- What needs to be done -
Transcribe only the part of the listing below that begins at the line containing "For each instance of the hammer, place" and runs to its final line, keeping both ends.

Records excerpted from a collection:
>>>

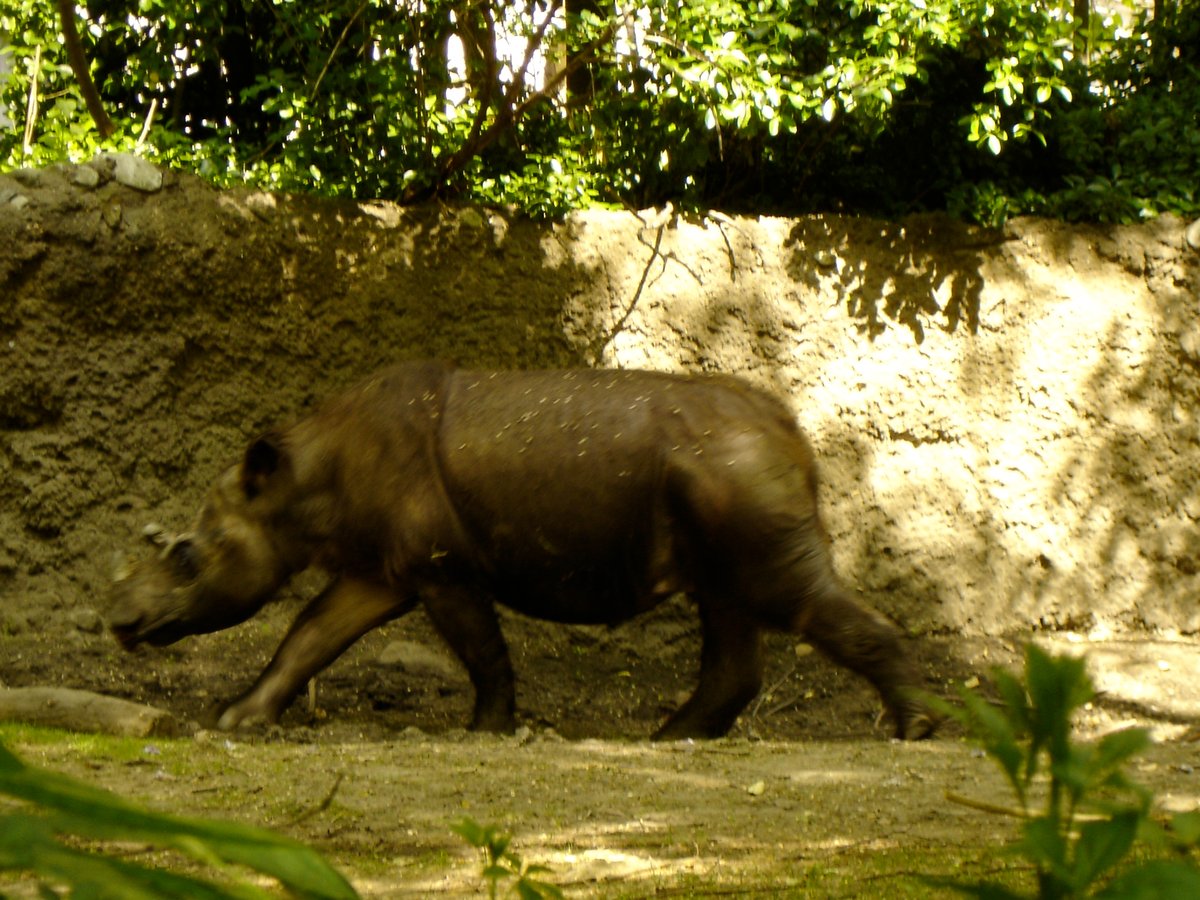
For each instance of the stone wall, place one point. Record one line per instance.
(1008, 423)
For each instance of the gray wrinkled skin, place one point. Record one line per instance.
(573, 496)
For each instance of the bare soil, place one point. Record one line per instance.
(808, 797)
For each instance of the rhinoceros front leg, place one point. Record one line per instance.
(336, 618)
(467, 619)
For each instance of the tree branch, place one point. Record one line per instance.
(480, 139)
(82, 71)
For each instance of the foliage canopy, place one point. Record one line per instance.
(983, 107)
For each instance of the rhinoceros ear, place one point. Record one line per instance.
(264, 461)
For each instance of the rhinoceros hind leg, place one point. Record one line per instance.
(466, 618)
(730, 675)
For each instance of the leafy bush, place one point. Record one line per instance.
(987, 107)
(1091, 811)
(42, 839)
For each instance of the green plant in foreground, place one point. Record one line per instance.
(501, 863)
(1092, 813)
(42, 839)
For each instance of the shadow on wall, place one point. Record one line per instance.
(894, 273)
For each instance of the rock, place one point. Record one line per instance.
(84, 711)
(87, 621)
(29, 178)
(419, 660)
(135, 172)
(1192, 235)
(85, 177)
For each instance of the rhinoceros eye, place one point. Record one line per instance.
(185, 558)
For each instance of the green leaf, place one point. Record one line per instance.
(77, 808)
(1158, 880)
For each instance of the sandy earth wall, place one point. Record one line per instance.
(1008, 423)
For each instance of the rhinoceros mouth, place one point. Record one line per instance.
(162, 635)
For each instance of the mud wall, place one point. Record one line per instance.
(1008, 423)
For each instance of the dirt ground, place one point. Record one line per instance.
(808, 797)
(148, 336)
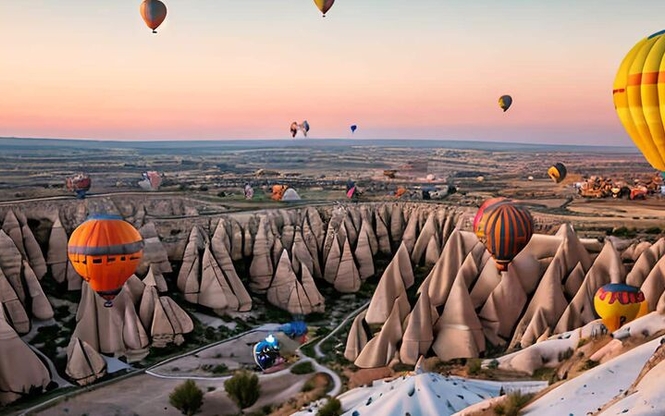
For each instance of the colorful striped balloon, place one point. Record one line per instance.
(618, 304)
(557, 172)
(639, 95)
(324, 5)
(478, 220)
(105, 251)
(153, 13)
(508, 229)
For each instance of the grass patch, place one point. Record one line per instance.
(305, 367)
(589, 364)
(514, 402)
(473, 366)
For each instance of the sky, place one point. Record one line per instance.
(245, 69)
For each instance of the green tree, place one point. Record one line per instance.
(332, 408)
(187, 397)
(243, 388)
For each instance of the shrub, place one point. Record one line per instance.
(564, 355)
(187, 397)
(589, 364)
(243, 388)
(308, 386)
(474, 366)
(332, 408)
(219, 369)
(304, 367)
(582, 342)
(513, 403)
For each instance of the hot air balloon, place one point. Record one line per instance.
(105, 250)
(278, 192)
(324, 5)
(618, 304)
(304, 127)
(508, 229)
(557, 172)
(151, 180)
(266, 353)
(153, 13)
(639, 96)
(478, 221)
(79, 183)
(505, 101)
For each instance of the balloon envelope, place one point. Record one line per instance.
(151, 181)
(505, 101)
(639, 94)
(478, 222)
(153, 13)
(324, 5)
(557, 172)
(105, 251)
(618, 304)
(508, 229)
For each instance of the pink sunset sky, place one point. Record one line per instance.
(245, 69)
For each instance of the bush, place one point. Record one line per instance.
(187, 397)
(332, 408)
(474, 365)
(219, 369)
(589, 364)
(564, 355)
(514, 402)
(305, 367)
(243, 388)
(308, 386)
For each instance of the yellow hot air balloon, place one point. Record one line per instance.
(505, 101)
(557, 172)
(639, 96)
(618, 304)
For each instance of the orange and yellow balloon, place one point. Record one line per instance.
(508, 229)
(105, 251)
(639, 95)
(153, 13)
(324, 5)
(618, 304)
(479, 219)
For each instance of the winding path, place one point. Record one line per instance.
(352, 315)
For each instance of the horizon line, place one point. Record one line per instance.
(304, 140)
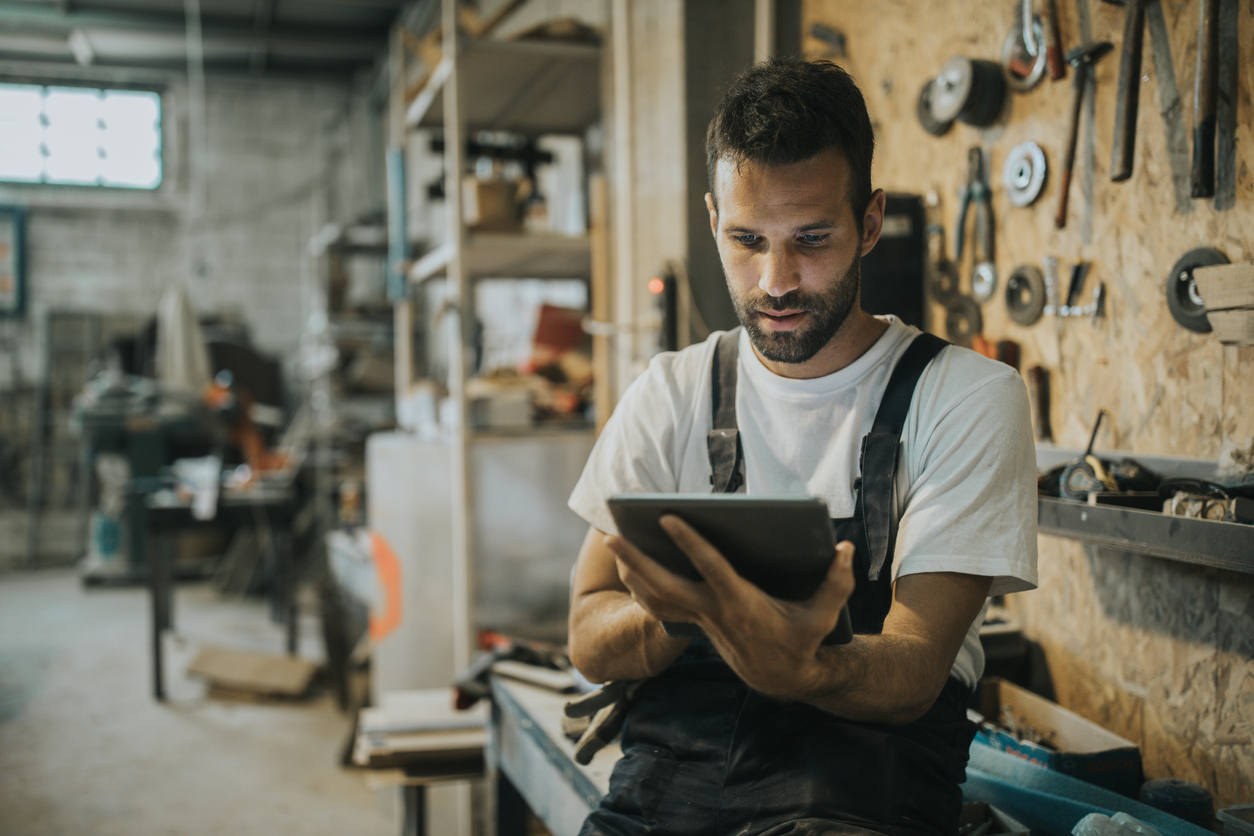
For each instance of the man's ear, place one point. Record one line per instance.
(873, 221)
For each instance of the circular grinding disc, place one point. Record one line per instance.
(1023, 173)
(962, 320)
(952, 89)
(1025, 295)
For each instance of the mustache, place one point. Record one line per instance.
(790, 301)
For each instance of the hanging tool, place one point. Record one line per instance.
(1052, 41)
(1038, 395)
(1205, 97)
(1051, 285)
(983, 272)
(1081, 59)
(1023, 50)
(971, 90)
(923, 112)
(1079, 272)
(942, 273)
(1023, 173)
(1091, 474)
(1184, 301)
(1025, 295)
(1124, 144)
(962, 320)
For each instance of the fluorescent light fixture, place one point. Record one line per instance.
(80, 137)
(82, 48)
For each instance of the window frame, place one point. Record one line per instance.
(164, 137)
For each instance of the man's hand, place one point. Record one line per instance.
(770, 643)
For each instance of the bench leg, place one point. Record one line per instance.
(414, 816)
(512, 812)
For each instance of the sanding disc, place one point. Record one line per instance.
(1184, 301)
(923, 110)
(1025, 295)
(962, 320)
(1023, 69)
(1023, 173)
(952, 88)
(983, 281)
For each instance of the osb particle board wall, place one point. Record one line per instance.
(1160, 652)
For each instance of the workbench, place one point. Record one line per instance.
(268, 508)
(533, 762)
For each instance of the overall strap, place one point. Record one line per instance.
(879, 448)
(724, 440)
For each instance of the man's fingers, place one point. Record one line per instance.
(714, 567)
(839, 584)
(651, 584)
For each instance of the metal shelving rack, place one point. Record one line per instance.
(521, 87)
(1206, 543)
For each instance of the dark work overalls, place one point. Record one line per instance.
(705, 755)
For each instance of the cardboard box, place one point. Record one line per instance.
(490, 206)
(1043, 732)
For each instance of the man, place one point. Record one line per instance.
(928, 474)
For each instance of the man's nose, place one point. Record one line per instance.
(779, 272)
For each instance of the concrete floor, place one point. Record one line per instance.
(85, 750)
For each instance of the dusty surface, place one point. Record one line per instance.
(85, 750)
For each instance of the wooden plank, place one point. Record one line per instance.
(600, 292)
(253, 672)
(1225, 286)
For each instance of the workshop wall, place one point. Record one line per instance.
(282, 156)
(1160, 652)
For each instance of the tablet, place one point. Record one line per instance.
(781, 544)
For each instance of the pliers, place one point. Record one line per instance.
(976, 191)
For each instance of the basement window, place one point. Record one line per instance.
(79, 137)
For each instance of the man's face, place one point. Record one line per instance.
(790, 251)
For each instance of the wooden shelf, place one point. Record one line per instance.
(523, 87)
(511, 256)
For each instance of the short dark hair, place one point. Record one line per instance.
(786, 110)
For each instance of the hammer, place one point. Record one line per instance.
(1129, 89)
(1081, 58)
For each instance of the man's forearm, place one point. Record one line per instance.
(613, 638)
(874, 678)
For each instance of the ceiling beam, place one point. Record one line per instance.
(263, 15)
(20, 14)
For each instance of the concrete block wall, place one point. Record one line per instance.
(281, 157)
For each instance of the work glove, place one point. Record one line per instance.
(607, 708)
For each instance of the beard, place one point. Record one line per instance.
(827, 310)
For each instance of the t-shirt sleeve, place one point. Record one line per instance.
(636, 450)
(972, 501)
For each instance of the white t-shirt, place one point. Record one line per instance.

<<<

- Solution to the exercise -
For each instance of the hammer, place one point. Record one line per instance.
(1129, 89)
(1081, 58)
For each instance of the man's forearm, place one point. Record one line per instance.
(613, 638)
(874, 678)
For each instance of the ceiling beam, place one point. Record one line per instance.
(263, 15)
(20, 14)
For each instance of the concrete block wall, place one point. Record one line per instance.
(281, 157)
For each instance of the work glove, place one point. Record one line per instance.
(607, 708)
For each instance of the beard, place one point. Record one line per instance.
(827, 310)
For each instance of the t-shirt sleeve, place one point. Record one line per instance.
(636, 450)
(972, 501)
For each instance of the white t-shirt, place one point. Record one line per instance.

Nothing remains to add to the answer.